◆ TEXT SHOWN ◆
^^^^
It is unclear how many papers this glitch may have affected—researchers do not typically disclose the operating system they use for their analyses since it should be irrelevant, Williams said. According to metrics from Nature Protocols, the 2014 paper has been accessed nearly 1,900 times and cited in 158 other studies. However, not every study that cited the paper may have used the script.

Rob Keyzers, a chemistry lecturer at Victoria University of Wellington in New Zealand who had cited the protocol in a study published this year, said in an email that he was not aware of the glitch. He added that he was not “unduly worried” about his results since his group did not use the script containing the glitch. “I will certainly check our data carefully to make sure that we are not making any undue claims though,” he said.

Advertisement

In late July, Williams and Sun reached out to the authors of the original paper, alerting them to the glitch. Williams said he hoped that by working together, they could bring the problem to the attention of researchers who had used the code.

“I personally haven’t had the opportunity to go to the original authors [of a study] and announce a bug, so I wasn’t sure what to expect,” Sun said, adding that the authors were “very gracious” and encouraged him and Williams to publish their findings.
^^^^
◆ INFORMATION PROVIDED ◆
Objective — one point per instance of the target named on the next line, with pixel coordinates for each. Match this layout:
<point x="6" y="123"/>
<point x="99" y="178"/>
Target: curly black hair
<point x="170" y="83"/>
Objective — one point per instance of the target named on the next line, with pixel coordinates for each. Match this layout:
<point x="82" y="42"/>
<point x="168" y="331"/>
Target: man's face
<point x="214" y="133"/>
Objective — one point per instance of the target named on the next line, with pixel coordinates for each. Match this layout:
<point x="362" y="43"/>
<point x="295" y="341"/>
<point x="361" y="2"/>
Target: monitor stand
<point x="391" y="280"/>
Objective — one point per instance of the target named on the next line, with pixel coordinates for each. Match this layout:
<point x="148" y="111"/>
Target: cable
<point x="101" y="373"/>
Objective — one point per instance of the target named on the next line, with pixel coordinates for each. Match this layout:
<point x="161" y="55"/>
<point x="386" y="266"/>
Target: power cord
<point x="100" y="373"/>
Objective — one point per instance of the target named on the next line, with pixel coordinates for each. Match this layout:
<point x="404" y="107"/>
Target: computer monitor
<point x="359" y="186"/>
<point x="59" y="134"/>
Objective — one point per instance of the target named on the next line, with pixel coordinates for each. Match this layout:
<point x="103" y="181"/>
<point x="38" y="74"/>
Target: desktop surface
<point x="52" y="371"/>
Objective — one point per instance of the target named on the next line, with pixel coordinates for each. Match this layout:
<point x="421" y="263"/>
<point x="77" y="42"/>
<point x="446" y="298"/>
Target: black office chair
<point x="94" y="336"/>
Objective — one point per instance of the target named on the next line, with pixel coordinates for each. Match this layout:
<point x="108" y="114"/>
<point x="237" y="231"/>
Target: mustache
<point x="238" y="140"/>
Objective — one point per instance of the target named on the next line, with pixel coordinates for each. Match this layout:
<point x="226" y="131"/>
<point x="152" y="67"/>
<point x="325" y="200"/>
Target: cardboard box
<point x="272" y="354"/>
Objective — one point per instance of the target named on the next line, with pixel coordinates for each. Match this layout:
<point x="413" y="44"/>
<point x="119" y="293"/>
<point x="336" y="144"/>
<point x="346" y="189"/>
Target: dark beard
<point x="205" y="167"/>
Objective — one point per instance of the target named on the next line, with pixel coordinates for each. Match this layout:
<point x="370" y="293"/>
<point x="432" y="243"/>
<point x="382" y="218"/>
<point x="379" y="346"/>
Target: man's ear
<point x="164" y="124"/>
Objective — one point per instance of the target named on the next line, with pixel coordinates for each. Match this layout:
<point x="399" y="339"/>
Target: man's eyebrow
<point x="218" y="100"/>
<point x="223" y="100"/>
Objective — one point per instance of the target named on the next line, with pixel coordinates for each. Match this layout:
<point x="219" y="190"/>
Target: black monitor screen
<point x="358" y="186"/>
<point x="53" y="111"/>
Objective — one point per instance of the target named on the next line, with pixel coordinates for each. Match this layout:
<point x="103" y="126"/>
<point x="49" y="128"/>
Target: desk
^^^^
◆ ACTIONS TO TAKE ◆
1. Update the stretch of the article on the software glitch from "Advertisement" through "used the code.", replacing "glitch" with "bug".
2. For each statement below, decide whether the article on the software glitch supports it. Answer yes or no, and quote the words from the article that decide it.
(a) The 2014 paper has been cited in 158 other studies.
(b) Keyzers's group used the script containing the glitch.
(c) Williams and Sun contacted the original authors in early August.
3. Pick up the article on the software glitch after its final sentence and continue it.

◆ ANSWERS PROVIDED ◆
1.
Advertisement

In late July, Williams and Sun reached out to the authors of the original paper, alerting them to the bug. Williams said he hoped that by working together, they could bring the problem to the attention of researchers who had used the code.

2.
(a) Yes: "cited in 158 other studies"
(b) No: "his group did not use the script containing the glitch"
(c) No: "In late July, Williams and Sun reached out to the authors of the original paper"

3.
“The process of science here worked exactly as it’s supposed to,” Williams said.

Process chemist Lucas Moore, who tweeted about the study, said in an email that “news of a bug like this is something that we in the scientific community tend to spread far and wide–we really want to get it right.”

Willoughby and Hoye plan to update the Nature Protocols study acknowledging the glitch and providing Sun’s fixed code, according to correspondence from Hoye quoted in the new paper.

In a statement, a spokesperson for Nature Protocols said that they are looking into the issues raised in the new study, but for confidentiality reasons cannot comment on individual cases.

The incident is a reminder that science is collaborative and ideally self-correcting, but that nothing can be taken for granted.

“This is a very small and subtle error,” Williams said. “We all kind of assume that a computer program always spits out the correct answer.”